Task to carry out: Collect each line of the records below that contains the word "deck", and copy every such line in full.

━━━ Stored rows ━━━

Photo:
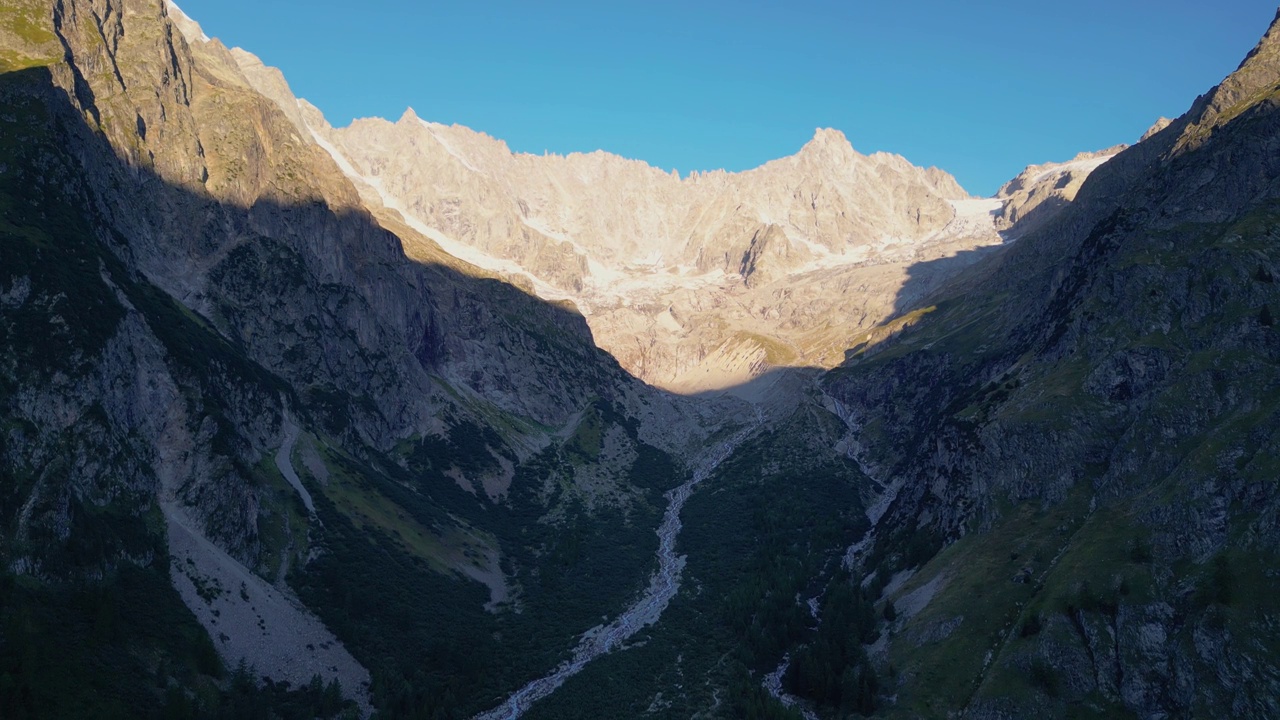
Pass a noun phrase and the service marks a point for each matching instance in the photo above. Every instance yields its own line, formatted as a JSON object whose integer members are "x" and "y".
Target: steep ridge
{"x": 693, "y": 283}
{"x": 1083, "y": 434}
{"x": 1043, "y": 487}
{"x": 186, "y": 277}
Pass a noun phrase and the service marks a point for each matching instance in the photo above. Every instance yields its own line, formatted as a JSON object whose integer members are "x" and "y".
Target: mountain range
{"x": 314, "y": 422}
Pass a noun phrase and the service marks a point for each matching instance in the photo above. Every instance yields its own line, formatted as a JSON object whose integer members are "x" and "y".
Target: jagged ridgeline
{"x": 269, "y": 450}
{"x": 246, "y": 434}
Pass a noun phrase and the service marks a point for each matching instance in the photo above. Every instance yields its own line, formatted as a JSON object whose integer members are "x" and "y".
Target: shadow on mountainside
{"x": 400, "y": 373}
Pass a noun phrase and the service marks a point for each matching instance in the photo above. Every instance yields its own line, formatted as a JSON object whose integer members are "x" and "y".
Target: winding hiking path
{"x": 645, "y": 611}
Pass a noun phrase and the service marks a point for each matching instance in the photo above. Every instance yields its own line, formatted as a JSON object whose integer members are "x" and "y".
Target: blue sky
{"x": 979, "y": 87}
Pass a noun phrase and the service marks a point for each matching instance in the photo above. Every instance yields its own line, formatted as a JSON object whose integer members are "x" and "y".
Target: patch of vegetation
{"x": 757, "y": 534}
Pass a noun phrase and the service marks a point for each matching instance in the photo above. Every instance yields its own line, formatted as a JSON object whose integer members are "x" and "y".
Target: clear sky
{"x": 977, "y": 87}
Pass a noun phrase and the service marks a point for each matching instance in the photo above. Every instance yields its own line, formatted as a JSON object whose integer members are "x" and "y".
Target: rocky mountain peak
{"x": 1255, "y": 80}
{"x": 1155, "y": 128}
{"x": 188, "y": 27}
{"x": 828, "y": 144}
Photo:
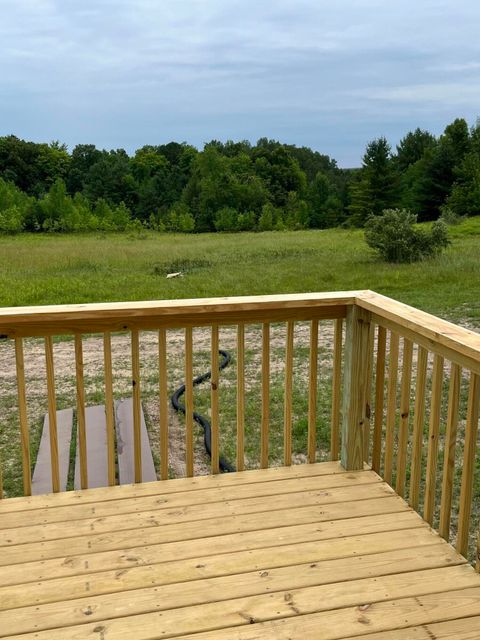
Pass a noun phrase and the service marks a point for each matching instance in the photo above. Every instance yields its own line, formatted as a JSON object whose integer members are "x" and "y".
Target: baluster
{"x": 368, "y": 394}
{"x": 404, "y": 416}
{"x": 22, "y": 414}
{"x": 449, "y": 450}
{"x": 137, "y": 443}
{"x": 82, "y": 437}
{"x": 418, "y": 420}
{"x": 379, "y": 398}
{"x": 312, "y": 392}
{"x": 265, "y": 395}
{"x": 433, "y": 433}
{"x": 391, "y": 406}
{"x": 354, "y": 388}
{"x": 240, "y": 397}
{"x": 287, "y": 424}
{"x": 471, "y": 430}
{"x": 336, "y": 390}
{"x": 189, "y": 400}
{"x": 214, "y": 401}
{"x": 163, "y": 398}
{"x": 52, "y": 414}
{"x": 109, "y": 409}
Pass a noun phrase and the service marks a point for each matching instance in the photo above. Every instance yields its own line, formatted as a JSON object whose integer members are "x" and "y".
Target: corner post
{"x": 357, "y": 344}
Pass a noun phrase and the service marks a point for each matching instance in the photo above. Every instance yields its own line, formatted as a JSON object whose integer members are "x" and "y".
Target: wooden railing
{"x": 423, "y": 392}
{"x": 44, "y": 324}
{"x": 403, "y": 386}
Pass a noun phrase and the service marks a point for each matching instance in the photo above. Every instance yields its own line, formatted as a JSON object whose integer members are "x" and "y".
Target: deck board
{"x": 42, "y": 477}
{"x": 311, "y": 553}
{"x": 97, "y": 454}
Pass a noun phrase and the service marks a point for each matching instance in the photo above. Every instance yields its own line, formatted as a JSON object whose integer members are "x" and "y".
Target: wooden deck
{"x": 308, "y": 552}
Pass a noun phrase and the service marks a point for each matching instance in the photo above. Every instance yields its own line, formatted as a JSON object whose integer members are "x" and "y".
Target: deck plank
{"x": 120, "y": 492}
{"x": 299, "y": 525}
{"x": 86, "y": 564}
{"x": 396, "y": 600}
{"x": 42, "y": 479}
{"x": 124, "y": 418}
{"x": 258, "y": 560}
{"x": 200, "y": 498}
{"x": 293, "y": 590}
{"x": 319, "y": 555}
{"x": 97, "y": 456}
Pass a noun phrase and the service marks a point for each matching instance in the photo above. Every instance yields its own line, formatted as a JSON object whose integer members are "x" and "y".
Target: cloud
{"x": 330, "y": 75}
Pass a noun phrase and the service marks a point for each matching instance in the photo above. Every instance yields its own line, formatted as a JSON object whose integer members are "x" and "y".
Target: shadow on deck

━━━

Solution:
Target: deck board
Target: wooden deck
Target: deck plank
Target: shadow on deck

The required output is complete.